▶ WHAT YOU SHOULD DO
Copy word for word the passage of the Richard Gelles biography that begins with the words containing "His Intimate Violence" and ends with "well-grounded research data.".

*** Opening of SELECTED TEXT ***

= Richard Gelles =

American writer and sociologist (1946–2020)

Richard James Gelles (July 7, 1946 – June 26, 2020) was an American writer and sociologist. His research on family violence and child welfare helped shape government policy and social work practices nationwide.

==Education==

Gelles received a B.A. from Bates College in Maine in 1968. In 1970, he graduated with a M.A. in sociology from the University of Rochester, and received a Ph.D. in sociology from the University of New Hampshire in 1973.

==Career==
Gelles joined the faculty of the University of Rhode Island in 1971. There he started his research on domestic violence. His study, The Violent Home, was the first systematic investigation to provide empirical data on domestic violence. Though originally a supporter of keeping families intact, his research leading to The Book of David: How Preserving Families Can Cost Children's Lives forced a change in his position. He discovered 2000 children died annually as a result of family violence, even when under the aegis of social welfare. He also used his research to become an advocate for changes in social welfare legislation. During a sabbatical year, he worked as a congressional fellow on the House Ways and Means Committee. His contributions led to the passage of the Adoption and Safe Families Act of 1997. That act included a provision known as the 15/22 rule. If a child had been in foster care for 15 of the previous 22 months, states were required to terminate the biological parents’ rights so that the child could be put up for adoption. As a result, more foster children found adoptive homes.

In 1998 he became Professor of Social Policy at the University of Pennsylvania and held the Joanne and Raymond Welsh Chair of Child Welfare and Family Violence in the School of Social Policy & Practice. He was made interim dean of the School of Social Work. He was also director of the Center for Research on Youth & Social Policy and co-director of the Field Center for Children's Policy Practice & Research at the University of Pennsylvania.

His Intimate Violence in Families, Third Edition, similarly made a significant impact in the study of child welfare and family violence. Gelles also co-wrote Current Controversies on Family Violence (2005) with M. Cavanaugh and D. Loseke. He co-wrote another key text, Intimate Violence and Abuse in Families. He was eventually the author of 24 books and more than 100 articles, chapters and papers. He also continued to be an advocate, appearing on TV and radio, as well as testifying to political bodies.

Gelles responded forthrightly to prevent the public from purposefully distorting his research findings on family life. For example, in response to father's rights groups, Gelles published "Domestic Violence: Not An Even Playing Field" to rectify what he calls a "significant distortion of well-grounded research data.

==Private life==
Gelles married Judy S. Isacoff, who later became a visionary photographer of domestic life. They had two sons, David and Jason. A lifelong baseball fan and supporter of the Red Sox, he served on the board of directors for the nonprofit organization Pitch in for Baseball. Gelles's mother Evelyn was such a fan that she asked her ashes be left in the Boston Fenway Park field. Richard and son Jason did so.

He died of brain cancer on June 26, 2020, three months after the unexpected death of his wife. On visits to see his dying father, Jason noticed a small bag labelled “Fenway dirt.” It was a gift package colleagues gave Gelles when he stepped down from a deanship at Penn. At the burial, Jason tossed the Fenway grit into his father's grave, an act baseball fans especially understand.

*** Close of SELECTED TEXT ***
*** Opening of STORED DATA ***

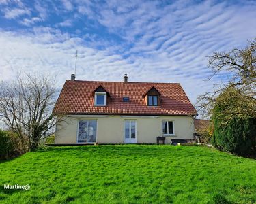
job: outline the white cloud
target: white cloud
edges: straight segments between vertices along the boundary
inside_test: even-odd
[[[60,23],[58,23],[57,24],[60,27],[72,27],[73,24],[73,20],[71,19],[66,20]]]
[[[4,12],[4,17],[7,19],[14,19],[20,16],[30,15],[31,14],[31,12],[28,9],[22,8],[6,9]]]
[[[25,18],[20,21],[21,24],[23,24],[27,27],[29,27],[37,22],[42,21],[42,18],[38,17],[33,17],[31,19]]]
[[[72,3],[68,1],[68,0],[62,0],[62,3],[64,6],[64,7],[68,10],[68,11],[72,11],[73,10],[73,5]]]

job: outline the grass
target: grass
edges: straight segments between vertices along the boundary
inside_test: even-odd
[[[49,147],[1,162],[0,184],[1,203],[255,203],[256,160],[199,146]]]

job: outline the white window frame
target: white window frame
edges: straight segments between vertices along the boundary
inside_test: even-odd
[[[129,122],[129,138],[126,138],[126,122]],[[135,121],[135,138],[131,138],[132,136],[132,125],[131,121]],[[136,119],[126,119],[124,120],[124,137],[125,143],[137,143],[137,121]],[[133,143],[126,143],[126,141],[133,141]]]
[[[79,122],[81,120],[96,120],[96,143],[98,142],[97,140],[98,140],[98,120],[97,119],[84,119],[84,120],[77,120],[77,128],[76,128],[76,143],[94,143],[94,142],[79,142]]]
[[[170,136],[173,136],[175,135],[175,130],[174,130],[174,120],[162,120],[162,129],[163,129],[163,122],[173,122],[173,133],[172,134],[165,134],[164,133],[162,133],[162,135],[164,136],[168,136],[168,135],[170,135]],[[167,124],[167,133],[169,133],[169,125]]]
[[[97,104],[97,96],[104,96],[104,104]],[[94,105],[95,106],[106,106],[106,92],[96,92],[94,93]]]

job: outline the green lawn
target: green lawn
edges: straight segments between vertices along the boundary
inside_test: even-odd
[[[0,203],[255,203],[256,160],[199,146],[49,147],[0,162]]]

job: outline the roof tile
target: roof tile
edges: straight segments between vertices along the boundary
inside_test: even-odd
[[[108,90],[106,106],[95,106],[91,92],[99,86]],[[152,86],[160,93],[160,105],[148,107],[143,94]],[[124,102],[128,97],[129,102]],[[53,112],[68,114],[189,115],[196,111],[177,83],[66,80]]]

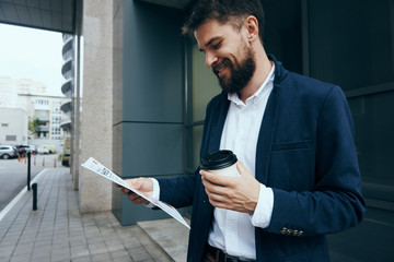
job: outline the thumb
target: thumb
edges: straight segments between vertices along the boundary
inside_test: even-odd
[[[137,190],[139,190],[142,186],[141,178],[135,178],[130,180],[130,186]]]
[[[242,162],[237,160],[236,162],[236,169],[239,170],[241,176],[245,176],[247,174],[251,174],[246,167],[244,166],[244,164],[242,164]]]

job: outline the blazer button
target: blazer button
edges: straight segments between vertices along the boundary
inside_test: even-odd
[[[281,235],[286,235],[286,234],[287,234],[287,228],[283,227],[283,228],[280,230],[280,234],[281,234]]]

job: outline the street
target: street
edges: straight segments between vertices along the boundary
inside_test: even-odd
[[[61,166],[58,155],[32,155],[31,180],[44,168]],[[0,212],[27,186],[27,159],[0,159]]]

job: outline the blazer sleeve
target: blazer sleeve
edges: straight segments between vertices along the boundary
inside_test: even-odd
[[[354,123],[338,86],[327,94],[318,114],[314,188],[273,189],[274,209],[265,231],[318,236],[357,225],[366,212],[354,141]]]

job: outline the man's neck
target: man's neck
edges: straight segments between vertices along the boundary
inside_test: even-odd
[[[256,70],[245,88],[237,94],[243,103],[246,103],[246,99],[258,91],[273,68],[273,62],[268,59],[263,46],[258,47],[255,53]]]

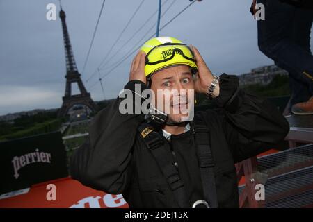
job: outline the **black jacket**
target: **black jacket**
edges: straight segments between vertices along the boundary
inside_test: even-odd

*** Close of STORED DATA ***

▶ RESPONSE BOX
His Intimate Violence in Families, Third Edition, similarly made a significant impact in the study of child welfare and family violence. Gelles also co-wrote Current Controversies on Family Violence (2005) with M. Cavanaugh and D. Loseke. He co-wrote another key text, Intimate Violence and Abuse in Families. He was eventually the author of 24 books and more than 100 articles, chapters and papers. He also continued to be an advocate, appearing on TV and radio, as well as testifying to political bodies.

Gelles responded forthrightly to prevent the public from purposefully distorting his research findings on family life. For example, in response to father's rights groups, Gelles published "Domestic Violence: Not An Even Playing Field" to rectify what he calls a "significant distortion of well-grounded research data.